**Document passage**.
Image Copyright DC Comics

Page 9, panel 1
Estrogina claims an army of Zamaron pirates, implying that she herself is Zamaron. Zamarons are an alien race of females related to the Green Lantern Corps' Oans, but have a warrior philosophy not dissimilar to the Amazons of Earth. Zamarons have traditionally been blue, not yellow. (Many fans have pointed out that the pirates appear to be Sklarians as seen in Bronze Age adventures of the Legion of Super-Heroes, though they were pink, not yellow. So the mystery of Estrogina's crew persists.)

Page 9, panel 2
Booster Gold crosses himself, placing his hand sequentially against his head, chest, shoulder, right shoulder, and left shoulder before bringing his hands together in prayer. This gesture is a blessing commonly associated with orthodox Christian religious services. In the past, Booster has shown little interest in religious beliefs. In this case he is probably drawing on every little bit of help he can get, divine or otherwise, even if his convictions are weak. (This is roughly equivalent to a scientist who will throw a pinch of salt over his shoulder, "just in case.")

Page 11, panel 4
The question of how characters can stand in space and yet talk (as seen in the two preceding issues) is explained by Estrogina as an "atmosphere pocket." Better late explanation than never.

Page 13, panel 1
Even Booster has had enough of all the sex jokes! (Why do I get the feeling that Booster's sentiment in this panel will be echoed by many of this issue's readers who were entranced by Geoff Johns but become fed up with Giffen and DeMatteis?)

**Records provided**.
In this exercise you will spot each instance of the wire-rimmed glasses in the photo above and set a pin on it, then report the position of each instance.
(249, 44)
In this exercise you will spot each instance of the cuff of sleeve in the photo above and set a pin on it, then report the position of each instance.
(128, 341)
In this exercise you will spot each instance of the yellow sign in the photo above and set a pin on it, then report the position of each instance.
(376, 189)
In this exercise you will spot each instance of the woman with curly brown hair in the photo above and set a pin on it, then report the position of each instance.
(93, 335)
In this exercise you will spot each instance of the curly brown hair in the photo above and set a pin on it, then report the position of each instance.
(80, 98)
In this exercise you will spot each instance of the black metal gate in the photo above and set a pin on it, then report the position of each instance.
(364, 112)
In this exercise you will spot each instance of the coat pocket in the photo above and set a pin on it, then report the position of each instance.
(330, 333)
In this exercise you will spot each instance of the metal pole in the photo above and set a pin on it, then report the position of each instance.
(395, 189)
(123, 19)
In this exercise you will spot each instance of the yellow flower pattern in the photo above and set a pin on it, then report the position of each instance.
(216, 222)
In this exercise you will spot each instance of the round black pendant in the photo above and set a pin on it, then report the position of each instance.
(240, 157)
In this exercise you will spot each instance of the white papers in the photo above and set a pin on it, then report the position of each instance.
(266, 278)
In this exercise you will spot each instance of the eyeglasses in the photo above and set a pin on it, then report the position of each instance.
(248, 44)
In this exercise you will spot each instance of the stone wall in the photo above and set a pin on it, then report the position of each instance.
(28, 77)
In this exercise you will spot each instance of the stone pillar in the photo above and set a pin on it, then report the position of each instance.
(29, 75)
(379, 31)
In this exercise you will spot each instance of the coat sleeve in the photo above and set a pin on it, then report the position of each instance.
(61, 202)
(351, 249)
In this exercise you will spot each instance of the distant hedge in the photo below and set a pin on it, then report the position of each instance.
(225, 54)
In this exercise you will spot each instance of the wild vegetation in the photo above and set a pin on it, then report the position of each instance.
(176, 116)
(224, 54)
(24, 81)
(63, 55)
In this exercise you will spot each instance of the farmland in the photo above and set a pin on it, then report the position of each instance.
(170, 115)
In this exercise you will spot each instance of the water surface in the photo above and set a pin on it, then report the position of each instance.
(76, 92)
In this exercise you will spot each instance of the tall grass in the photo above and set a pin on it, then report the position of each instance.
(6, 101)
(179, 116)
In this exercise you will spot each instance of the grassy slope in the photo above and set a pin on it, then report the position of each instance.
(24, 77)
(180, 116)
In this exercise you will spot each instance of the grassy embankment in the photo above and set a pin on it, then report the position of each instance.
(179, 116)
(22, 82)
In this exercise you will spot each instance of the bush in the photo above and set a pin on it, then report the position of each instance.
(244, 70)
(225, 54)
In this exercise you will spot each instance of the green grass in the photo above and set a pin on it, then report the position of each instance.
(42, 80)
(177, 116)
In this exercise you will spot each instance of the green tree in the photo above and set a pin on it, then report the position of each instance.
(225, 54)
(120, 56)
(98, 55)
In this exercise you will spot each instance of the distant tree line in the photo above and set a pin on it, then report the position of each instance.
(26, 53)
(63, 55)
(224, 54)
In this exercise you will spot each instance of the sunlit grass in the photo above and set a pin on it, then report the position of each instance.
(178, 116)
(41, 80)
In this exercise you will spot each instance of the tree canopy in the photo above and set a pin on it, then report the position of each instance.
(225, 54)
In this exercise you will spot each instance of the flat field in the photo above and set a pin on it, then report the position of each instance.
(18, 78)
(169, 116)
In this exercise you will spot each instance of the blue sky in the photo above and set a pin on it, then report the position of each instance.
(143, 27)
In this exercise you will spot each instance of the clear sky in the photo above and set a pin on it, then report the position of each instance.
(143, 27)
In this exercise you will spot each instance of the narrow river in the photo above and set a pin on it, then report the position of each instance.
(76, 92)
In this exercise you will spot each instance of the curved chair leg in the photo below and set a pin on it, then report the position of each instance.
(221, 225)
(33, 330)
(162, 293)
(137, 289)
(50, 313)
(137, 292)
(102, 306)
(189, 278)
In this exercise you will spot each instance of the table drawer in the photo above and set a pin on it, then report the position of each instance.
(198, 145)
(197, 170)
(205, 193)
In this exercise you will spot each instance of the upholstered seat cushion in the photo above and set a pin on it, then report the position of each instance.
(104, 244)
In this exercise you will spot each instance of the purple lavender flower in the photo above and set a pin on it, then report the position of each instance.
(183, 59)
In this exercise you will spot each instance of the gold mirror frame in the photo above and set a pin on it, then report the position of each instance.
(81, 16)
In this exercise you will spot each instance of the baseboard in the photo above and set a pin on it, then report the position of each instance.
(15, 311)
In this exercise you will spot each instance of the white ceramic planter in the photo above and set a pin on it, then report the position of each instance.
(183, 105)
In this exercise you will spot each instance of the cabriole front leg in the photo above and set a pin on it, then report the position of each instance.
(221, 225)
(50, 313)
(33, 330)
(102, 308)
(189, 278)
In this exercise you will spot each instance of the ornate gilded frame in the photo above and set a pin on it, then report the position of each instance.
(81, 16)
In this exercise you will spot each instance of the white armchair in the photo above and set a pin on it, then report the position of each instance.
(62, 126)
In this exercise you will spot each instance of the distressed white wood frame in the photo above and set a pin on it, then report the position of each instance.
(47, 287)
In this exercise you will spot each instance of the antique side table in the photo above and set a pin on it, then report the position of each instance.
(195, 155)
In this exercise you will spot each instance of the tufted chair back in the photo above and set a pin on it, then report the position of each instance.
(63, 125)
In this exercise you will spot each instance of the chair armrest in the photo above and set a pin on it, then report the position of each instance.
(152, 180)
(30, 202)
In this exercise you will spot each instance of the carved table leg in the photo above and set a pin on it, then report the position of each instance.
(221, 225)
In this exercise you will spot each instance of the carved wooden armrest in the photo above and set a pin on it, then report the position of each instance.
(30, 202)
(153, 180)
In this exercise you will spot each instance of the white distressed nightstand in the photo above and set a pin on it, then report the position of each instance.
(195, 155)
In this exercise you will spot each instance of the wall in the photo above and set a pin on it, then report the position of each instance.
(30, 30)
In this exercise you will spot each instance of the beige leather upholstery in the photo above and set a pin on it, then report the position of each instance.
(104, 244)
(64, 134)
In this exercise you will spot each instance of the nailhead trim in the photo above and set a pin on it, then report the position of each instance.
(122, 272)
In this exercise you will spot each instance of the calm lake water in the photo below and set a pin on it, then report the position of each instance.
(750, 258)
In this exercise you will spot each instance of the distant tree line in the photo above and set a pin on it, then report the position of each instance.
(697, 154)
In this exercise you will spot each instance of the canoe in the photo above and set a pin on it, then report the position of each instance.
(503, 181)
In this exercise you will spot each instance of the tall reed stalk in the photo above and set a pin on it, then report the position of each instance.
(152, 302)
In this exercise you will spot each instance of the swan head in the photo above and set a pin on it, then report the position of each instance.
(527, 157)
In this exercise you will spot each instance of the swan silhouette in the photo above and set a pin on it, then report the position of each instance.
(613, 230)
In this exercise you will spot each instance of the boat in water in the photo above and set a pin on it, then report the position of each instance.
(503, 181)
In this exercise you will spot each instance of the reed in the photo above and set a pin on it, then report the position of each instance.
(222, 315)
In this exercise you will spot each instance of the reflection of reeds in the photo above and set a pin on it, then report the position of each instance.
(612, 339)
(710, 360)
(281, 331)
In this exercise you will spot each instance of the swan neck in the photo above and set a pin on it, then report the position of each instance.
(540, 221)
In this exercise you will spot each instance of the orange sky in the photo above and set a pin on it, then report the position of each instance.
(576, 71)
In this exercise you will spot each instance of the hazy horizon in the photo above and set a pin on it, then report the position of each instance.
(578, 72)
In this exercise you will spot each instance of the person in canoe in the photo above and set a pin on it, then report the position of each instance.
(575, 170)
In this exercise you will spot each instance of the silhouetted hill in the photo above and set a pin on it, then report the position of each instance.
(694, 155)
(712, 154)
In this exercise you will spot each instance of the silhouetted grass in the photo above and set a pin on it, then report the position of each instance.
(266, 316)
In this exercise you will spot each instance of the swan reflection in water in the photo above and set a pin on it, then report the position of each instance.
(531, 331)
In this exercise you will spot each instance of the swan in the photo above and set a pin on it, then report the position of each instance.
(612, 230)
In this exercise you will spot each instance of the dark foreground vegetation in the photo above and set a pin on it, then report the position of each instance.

**Given task A**.
In the Booster Gold annotations, what color have Zamarons traditionally been?
**Given task B**.
Carry on the Booster Gold annotations from their last entry.
The records aren't needed for any of this work.

**Final answer A**.
Blue.

**Final answer B**.
Page 13, panel 4
Blue Beetle first discovers that he has a bad heart in 2002's Birds of Prey #39.

Page 14, panel 1
HAIR CLUB FOR HEROES: After commenting on Booster's thinning hair in the previous panel, Blue Beetle suggests that Booster use some "spray-on hair in a can." Inventory/pitchman Ron Popeil debuted his Great Looking Hair Formula (also known as hair in a can) in the early 1990s (initially filing a patent application for the product in December 1992).

Page 15, panel 2
Booster Gold quit the Justice League to form the Conglomerate in 1990. Booster would return to the League in April 1992.

Page 20, panel 4
Make note: according to Blue Beetle, Booster Gold's secret talent is musical farts. (Sex and fart jokes? Even the humor on Hee Haw wasn't this lowbrow!)

Page 21, panel 4
Estrogina's "blathering" is a quote from the 1982 movie Star Trek II: The Wrath of Khan, written by Nicholas Meyer. The lines were spoken by the title character who was himself paraphrasing the 1851 novel Moby Dick, written by Herman Melville.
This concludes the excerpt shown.